▶ What the exercise asks
What is needed is an exact copy of the records below, with the pictures left out.

▶ Point-per-instance localization data
*-*-*

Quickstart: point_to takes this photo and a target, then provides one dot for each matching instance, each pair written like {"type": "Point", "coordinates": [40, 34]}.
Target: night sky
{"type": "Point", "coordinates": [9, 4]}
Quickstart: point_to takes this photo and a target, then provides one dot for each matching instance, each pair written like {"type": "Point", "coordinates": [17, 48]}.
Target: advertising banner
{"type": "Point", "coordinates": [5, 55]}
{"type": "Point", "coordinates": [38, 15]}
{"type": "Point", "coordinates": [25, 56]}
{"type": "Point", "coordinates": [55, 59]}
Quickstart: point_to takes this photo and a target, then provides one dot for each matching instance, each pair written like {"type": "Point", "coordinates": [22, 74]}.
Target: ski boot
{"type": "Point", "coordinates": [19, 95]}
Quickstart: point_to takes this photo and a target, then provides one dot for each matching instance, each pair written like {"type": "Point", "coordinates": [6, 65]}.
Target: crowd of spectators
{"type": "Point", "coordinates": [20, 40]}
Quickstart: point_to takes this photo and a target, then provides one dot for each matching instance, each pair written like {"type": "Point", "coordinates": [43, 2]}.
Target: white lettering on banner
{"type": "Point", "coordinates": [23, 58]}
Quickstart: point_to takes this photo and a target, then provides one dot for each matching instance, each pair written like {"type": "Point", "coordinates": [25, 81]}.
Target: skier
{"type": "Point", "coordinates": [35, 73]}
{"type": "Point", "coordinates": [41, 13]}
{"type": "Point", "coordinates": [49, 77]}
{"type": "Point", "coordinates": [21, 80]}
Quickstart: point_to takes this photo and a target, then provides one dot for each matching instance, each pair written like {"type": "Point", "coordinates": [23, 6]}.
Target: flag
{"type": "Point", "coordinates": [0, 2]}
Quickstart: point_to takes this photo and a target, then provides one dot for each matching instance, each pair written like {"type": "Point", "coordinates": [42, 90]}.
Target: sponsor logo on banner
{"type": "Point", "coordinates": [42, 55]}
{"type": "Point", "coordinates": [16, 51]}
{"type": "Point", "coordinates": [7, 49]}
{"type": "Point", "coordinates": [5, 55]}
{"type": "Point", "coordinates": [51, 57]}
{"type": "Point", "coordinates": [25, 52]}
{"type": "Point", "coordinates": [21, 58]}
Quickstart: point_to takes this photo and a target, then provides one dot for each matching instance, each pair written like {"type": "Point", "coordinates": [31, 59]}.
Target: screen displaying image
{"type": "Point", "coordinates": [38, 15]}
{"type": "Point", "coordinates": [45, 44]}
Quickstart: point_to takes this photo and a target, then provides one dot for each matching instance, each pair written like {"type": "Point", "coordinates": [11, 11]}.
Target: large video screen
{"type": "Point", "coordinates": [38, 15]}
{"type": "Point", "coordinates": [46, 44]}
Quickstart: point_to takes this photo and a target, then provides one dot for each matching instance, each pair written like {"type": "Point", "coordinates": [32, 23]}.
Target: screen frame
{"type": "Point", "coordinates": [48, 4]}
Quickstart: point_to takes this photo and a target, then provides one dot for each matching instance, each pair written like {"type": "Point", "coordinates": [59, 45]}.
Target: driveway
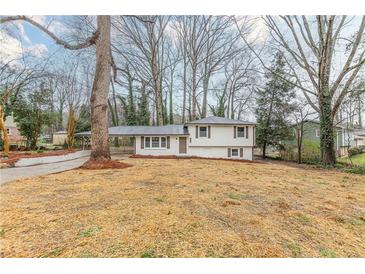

*-*-*

▶ Output for this task
Quickstart: point_to takes this photo and a target, then provides one dot for each matching instance, each pair written like {"type": "Point", "coordinates": [40, 34]}.
Target: night sky
{"type": "Point", "coordinates": [9, 4]}
Quickstart: point_to takes this photo and a target, then provides one dot for each matching instance, each pair written like {"type": "Point", "coordinates": [17, 48]}.
Target: advertising banner
{"type": "Point", "coordinates": [5, 55]}
{"type": "Point", "coordinates": [38, 15]}
{"type": "Point", "coordinates": [25, 56]}
{"type": "Point", "coordinates": [55, 59]}
Quickstart: point_to takes this photo and a target, then provides one dot for each matching instance, each pair written like {"type": "Point", "coordinates": [22, 74]}.
Target: ski boot
{"type": "Point", "coordinates": [19, 95]}
Quickstart: point_to takes this photo and a target, then provides one dot for each matching instance, each pair written like {"type": "Point", "coordinates": [6, 65]}.
Target: crowd of spectators
{"type": "Point", "coordinates": [20, 40]}
Quickstart: point_to takes this photo and a target, then provides one dot for each matching instance, each pair written like {"type": "Point", "coordinates": [43, 2]}.
Target: white lettering on banner
{"type": "Point", "coordinates": [23, 58]}
Quickstart: point_to takes this photo and a target, then provides one dot for each matching instance, each pair written like {"type": "Point", "coordinates": [25, 81]}.
Target: skier
{"type": "Point", "coordinates": [35, 73]}
{"type": "Point", "coordinates": [41, 13]}
{"type": "Point", "coordinates": [49, 77]}
{"type": "Point", "coordinates": [21, 80]}
Quickstart: point_to takes this photo and a target, then provides one dot for each matching instance, each pair written like {"type": "Point", "coordinates": [23, 6]}.
Target: flag
{"type": "Point", "coordinates": [0, 2]}
Quickstart: point_to takes this photo and a target, then provides one dot for each matching instance, each pair written like {"type": "Point", "coordinates": [42, 90]}.
Target: sponsor logo on banner
{"type": "Point", "coordinates": [42, 55]}
{"type": "Point", "coordinates": [16, 51]}
{"type": "Point", "coordinates": [7, 49]}
{"type": "Point", "coordinates": [5, 55]}
{"type": "Point", "coordinates": [51, 57]}
{"type": "Point", "coordinates": [25, 52]}
{"type": "Point", "coordinates": [21, 58]}
Quickstart: point_to takes this photo and a target, then provides one dot for each matching instance, each pair written like {"type": "Point", "coordinates": [31, 59]}.
Target: screen displaying image
{"type": "Point", "coordinates": [38, 15]}
{"type": "Point", "coordinates": [45, 44]}
Quickstart: point_to takes this photo and a target, then provides one dot for each matching instance, each pair written like {"type": "Point", "coordinates": [11, 11]}.
Target: large video screen
{"type": "Point", "coordinates": [38, 15]}
{"type": "Point", "coordinates": [46, 44]}
Quickstart: point_to takes this photo and a target, then provides one dot for each matching instance, each pair written like {"type": "Point", "coordinates": [32, 23]}.
Target: screen frame
{"type": "Point", "coordinates": [48, 4]}
Quickstart: point_to takes this photo and a target, then provides one dot for each matching instance, each pair written like {"type": "Point", "coordinates": [59, 45]}.
Target: driveway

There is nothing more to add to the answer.